● **Extrait de page**:
══════════════════════════════
43      À cet égard, il y a lieu de rappeler que FedEx a été admise à intervenir au soutien des conclusions de la Commission par ordonnance du président de la quatrième chambre du Tribunal du 21 octobre 2013, laquelle a également ordonné la communication à l’intervenante des versions non confidentielles de toutes les pièces de procédure distribuées ou à distribuer aux parties. Par conséquent, la requérante a dû préparer des versions non confidentielles des mémoires qui ont été envoyées à l’intervenante, notamment, de la requête de 50 pages, de la réplique de 27 pages, du mémoire en défense de 60 pages et de la duplique de 26 pages. En outre, elle a dû préparer des versions non confidentielles des annexes à la requête, qui comptaient notamment 469 pages (Annexe A. 1), 364 pages (Annexe A. 3), 9 pages (Annexe A. 6), 27 pages (Annexe A. 9), 32 pages (Annexe A. 10), 26 pages (Annexe A. 11), 7 pages (Annexe A. 12), 14 pages (Annexe A. 13), 18 pages (Annexe A. 14), 189 pages (Annexe A. 16), 232 pages (Annexe A. 17), 401 pages (Annexe A. 18), 1 page (Annexe A. 19), 18 pages (Annexe A. 32) et 7 pages (Annexe A. 40).
══════════════════════════════
● **Entrées fournies**:
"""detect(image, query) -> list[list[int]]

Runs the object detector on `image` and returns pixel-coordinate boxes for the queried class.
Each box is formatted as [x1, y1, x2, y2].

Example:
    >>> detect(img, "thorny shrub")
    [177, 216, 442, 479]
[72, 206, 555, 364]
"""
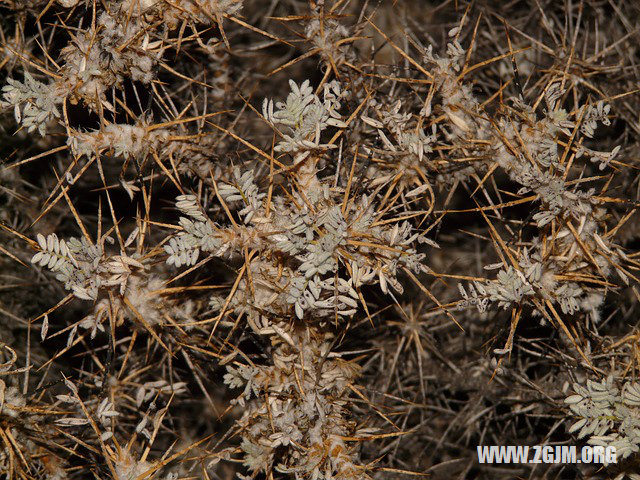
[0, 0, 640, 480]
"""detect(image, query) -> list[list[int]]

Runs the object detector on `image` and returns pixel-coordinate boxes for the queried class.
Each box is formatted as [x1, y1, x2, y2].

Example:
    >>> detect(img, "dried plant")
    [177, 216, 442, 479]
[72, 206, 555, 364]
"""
══════════════════════════════
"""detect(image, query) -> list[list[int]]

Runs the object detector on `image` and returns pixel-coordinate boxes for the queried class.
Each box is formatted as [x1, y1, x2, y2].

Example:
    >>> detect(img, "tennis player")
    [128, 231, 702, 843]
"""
══════════════════════════════
● **Consigne 1**: D'après l'extrait de page, pourquoi la requérante a-t-elle dû préparer des versions non confidentielles de ses mémoires et des annexes à la requête ?
● **Consigne 2**: Selon l'extrait de page, combien de pages compte le mémoire en défense ?

● **Réponse attendue 1**: Par ordonnance du 21 octobre 2013, le président de la quatrième chambre du Tribunal a admis FedEx à intervenir au soutien des conclusions de la Commission. La même ordonnance prévoyait que l'intervenante recevrait les versions non confidentielles de toutes les pièces de procédure distribuées ou à distribuer aux parties. La requérante a donc dû établir ces versions pour qu'elles soient envoyées à FedEx.

● **Réponse attendue 2**: Le mémoire en défense compte 60 pages.